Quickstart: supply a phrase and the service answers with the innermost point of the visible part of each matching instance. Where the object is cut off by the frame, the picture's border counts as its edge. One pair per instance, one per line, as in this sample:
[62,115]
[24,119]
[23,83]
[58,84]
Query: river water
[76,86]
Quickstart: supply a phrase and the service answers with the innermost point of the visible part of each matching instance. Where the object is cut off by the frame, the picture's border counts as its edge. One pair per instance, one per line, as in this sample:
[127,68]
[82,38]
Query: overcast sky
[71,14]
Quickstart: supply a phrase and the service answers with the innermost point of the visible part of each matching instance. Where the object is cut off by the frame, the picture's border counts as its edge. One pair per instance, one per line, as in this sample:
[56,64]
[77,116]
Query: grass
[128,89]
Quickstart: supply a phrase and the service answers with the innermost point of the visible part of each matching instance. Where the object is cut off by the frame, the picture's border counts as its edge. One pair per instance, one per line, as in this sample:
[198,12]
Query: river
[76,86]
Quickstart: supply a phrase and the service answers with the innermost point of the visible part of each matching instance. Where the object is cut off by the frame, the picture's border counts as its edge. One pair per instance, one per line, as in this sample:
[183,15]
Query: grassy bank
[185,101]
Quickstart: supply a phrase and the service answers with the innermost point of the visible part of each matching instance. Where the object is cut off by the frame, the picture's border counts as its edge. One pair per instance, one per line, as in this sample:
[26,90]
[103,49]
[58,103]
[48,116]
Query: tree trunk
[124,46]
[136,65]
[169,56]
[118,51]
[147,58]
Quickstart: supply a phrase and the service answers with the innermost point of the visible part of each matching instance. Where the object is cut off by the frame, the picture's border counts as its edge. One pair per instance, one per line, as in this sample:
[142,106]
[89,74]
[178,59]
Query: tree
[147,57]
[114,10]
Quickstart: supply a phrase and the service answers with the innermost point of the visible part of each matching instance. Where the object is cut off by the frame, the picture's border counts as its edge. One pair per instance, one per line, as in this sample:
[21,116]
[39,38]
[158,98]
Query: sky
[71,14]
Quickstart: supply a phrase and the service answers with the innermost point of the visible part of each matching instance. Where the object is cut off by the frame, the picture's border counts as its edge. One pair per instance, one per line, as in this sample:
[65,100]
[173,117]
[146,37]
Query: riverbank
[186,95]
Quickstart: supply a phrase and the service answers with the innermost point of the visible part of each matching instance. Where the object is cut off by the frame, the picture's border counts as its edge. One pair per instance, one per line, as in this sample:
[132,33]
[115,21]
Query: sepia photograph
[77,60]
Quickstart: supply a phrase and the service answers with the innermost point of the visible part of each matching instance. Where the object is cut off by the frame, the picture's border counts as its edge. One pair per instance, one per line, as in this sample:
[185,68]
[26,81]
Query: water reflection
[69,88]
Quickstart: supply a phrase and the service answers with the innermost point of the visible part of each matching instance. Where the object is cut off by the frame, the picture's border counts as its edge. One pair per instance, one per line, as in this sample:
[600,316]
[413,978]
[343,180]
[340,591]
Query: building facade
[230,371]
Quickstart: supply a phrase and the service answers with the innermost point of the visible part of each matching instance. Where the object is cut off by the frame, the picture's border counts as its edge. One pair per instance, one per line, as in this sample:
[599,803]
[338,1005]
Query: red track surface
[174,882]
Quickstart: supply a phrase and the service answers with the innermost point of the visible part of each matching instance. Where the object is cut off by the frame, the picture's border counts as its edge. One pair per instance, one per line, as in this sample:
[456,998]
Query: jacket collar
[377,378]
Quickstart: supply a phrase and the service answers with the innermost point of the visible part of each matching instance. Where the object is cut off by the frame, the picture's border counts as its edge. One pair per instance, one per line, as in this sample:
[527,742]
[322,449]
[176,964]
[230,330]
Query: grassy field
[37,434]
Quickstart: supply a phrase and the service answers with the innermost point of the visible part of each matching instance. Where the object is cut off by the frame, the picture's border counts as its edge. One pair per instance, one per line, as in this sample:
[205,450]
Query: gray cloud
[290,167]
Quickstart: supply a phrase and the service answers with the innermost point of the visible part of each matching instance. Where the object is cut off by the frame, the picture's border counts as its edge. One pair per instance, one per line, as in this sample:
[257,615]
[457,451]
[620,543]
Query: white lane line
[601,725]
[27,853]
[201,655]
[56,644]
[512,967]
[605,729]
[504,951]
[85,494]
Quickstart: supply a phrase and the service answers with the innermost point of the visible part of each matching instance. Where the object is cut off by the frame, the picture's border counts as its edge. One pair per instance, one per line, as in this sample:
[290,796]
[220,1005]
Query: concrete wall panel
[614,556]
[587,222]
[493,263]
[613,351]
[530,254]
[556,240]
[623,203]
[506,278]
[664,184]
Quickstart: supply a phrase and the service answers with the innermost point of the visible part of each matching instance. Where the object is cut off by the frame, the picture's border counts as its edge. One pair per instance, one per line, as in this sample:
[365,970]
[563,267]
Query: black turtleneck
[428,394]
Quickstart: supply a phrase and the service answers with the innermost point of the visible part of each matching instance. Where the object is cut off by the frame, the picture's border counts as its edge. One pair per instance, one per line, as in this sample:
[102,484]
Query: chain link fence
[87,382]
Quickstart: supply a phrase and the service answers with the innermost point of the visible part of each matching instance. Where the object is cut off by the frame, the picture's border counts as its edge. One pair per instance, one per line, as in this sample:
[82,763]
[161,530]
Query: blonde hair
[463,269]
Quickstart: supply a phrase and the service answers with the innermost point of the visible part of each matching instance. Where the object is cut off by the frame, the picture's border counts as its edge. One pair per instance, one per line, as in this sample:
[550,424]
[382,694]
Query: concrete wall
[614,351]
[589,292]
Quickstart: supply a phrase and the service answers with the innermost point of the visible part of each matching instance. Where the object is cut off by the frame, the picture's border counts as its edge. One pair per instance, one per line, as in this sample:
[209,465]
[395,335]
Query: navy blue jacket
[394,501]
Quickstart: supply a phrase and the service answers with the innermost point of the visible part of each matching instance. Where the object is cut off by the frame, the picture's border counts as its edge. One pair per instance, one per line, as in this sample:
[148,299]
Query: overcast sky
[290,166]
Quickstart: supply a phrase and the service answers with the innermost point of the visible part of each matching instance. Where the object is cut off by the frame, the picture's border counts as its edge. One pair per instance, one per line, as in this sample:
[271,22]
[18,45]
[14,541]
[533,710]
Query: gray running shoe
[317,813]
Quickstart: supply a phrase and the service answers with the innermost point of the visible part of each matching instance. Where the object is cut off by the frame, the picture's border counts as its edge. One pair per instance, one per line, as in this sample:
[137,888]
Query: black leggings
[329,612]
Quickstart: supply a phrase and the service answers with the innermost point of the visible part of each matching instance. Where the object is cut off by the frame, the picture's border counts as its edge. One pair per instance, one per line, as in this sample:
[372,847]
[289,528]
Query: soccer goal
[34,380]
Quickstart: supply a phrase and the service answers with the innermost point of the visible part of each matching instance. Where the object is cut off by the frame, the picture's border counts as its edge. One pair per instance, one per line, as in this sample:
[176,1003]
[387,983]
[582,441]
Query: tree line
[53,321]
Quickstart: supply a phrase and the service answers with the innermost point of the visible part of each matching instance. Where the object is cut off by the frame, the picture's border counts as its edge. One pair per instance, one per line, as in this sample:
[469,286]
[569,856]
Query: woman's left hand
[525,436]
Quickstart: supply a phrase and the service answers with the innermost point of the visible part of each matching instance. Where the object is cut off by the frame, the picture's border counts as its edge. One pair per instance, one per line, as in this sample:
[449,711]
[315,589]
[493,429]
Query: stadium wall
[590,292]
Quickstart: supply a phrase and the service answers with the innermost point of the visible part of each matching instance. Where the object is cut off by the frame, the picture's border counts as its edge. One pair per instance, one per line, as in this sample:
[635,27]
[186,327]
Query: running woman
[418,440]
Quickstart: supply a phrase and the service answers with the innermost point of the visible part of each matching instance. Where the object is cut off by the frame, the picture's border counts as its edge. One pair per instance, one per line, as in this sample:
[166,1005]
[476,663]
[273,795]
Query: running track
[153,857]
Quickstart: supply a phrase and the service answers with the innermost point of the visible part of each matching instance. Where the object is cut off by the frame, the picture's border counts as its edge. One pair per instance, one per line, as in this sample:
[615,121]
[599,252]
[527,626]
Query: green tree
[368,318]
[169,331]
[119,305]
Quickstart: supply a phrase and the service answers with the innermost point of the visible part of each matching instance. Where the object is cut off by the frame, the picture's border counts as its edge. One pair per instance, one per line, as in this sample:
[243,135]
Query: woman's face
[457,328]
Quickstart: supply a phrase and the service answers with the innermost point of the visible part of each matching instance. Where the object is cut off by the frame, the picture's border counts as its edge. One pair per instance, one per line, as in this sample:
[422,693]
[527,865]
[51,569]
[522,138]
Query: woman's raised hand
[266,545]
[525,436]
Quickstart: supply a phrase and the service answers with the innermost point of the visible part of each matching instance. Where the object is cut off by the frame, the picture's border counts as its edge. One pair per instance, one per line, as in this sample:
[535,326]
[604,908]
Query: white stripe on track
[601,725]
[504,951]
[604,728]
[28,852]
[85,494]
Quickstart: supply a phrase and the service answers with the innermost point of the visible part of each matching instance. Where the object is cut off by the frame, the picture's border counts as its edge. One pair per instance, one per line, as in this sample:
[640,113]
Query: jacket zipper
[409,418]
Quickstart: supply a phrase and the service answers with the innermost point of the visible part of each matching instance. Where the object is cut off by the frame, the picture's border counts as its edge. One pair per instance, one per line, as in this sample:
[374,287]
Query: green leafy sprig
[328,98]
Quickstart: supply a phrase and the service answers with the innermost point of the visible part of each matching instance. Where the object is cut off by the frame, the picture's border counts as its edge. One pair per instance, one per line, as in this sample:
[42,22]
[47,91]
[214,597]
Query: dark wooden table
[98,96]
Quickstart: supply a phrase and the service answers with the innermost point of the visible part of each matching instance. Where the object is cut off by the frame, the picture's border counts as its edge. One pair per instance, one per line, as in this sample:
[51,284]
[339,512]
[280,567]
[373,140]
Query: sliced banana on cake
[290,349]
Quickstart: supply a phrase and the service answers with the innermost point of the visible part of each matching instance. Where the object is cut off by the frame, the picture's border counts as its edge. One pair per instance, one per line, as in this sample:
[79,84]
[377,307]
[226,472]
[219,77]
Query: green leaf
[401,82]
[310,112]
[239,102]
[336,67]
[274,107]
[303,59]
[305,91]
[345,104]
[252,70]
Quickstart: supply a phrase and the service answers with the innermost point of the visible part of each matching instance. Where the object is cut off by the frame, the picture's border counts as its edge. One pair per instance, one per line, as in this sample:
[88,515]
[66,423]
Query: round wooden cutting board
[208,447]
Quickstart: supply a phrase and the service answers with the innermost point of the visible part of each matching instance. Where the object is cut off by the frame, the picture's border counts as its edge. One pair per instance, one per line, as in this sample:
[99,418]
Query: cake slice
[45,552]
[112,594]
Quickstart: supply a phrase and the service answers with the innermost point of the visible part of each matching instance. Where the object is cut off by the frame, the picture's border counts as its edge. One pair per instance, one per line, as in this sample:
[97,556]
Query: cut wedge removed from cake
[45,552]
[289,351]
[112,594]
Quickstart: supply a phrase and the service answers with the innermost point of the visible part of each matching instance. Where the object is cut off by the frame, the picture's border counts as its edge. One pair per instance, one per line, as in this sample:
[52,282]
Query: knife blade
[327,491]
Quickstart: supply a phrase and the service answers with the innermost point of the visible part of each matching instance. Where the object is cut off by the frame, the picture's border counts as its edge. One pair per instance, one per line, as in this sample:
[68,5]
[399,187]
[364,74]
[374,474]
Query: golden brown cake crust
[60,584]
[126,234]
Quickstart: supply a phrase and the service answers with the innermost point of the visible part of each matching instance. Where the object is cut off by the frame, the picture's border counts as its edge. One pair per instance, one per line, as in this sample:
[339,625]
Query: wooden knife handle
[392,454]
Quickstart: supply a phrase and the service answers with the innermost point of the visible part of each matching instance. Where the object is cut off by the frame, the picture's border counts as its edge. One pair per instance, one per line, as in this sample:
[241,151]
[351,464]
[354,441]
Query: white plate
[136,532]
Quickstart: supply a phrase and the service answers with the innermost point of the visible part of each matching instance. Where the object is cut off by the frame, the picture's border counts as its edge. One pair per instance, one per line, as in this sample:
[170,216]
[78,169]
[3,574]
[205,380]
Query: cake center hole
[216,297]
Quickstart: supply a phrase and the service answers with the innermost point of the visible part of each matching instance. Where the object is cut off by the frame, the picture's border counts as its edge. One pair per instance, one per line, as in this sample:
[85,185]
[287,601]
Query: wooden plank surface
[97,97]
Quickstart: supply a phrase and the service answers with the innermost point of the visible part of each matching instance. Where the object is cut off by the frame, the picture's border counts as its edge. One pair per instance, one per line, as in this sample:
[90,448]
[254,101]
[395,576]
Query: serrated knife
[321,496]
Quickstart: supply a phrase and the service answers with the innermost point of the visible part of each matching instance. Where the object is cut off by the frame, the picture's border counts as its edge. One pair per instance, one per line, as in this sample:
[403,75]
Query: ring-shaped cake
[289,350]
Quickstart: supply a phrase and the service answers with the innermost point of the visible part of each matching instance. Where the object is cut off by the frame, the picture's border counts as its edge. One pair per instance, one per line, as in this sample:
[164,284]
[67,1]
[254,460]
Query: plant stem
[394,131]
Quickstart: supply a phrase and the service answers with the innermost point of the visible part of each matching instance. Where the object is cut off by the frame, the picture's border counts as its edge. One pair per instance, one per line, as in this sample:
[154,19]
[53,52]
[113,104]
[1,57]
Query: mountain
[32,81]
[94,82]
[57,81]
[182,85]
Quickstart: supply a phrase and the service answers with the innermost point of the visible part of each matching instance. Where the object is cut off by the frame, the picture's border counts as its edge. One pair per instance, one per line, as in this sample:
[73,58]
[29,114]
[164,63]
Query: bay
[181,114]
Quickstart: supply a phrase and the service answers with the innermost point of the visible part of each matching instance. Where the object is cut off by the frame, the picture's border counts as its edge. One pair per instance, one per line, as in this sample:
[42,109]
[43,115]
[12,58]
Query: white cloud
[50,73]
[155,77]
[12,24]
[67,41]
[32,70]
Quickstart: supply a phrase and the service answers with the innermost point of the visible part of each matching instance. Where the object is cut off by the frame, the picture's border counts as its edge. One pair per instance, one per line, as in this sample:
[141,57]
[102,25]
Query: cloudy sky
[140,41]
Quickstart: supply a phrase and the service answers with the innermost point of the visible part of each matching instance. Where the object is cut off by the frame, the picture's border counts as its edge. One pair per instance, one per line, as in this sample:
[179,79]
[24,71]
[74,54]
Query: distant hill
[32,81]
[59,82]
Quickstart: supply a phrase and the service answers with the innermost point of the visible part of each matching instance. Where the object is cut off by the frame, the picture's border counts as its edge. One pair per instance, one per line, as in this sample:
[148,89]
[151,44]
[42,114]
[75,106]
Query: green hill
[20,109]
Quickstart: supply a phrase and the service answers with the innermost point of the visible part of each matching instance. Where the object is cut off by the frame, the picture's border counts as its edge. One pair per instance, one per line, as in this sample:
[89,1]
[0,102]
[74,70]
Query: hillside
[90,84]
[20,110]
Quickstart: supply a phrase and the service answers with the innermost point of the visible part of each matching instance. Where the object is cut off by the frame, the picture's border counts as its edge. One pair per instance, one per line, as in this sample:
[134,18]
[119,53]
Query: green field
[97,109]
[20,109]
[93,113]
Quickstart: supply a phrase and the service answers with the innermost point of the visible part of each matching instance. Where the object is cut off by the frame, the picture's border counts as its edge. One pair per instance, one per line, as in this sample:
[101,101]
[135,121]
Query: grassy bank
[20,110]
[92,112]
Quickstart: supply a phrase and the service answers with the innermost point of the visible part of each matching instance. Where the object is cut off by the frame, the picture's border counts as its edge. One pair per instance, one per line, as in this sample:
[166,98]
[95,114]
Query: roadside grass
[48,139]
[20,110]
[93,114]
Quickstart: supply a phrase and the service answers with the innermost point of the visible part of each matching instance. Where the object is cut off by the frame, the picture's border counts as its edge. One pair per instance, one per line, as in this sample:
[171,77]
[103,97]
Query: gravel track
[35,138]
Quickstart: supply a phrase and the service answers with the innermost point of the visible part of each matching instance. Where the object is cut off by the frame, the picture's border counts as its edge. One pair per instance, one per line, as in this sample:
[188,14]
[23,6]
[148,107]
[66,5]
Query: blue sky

┄┄┄┄┄┄

• _AIM OF THE TASK_: From the line that contains "Query: gravel track" to the last line of the material above, repeat every line exactly, keeping both the first and the last.

• _EXERCISE OUTPUT_:
Query: gravel track
[35,138]
Quickstart: supply a phrase and the service answers with the innermost point of the visible part of each matching instance. Where the object is cut off by the frame, the picture's border counts as its edge. One pair per instance, one per line, as in this sample:
[188,14]
[23,6]
[148,107]
[66,5]
Query: blue sky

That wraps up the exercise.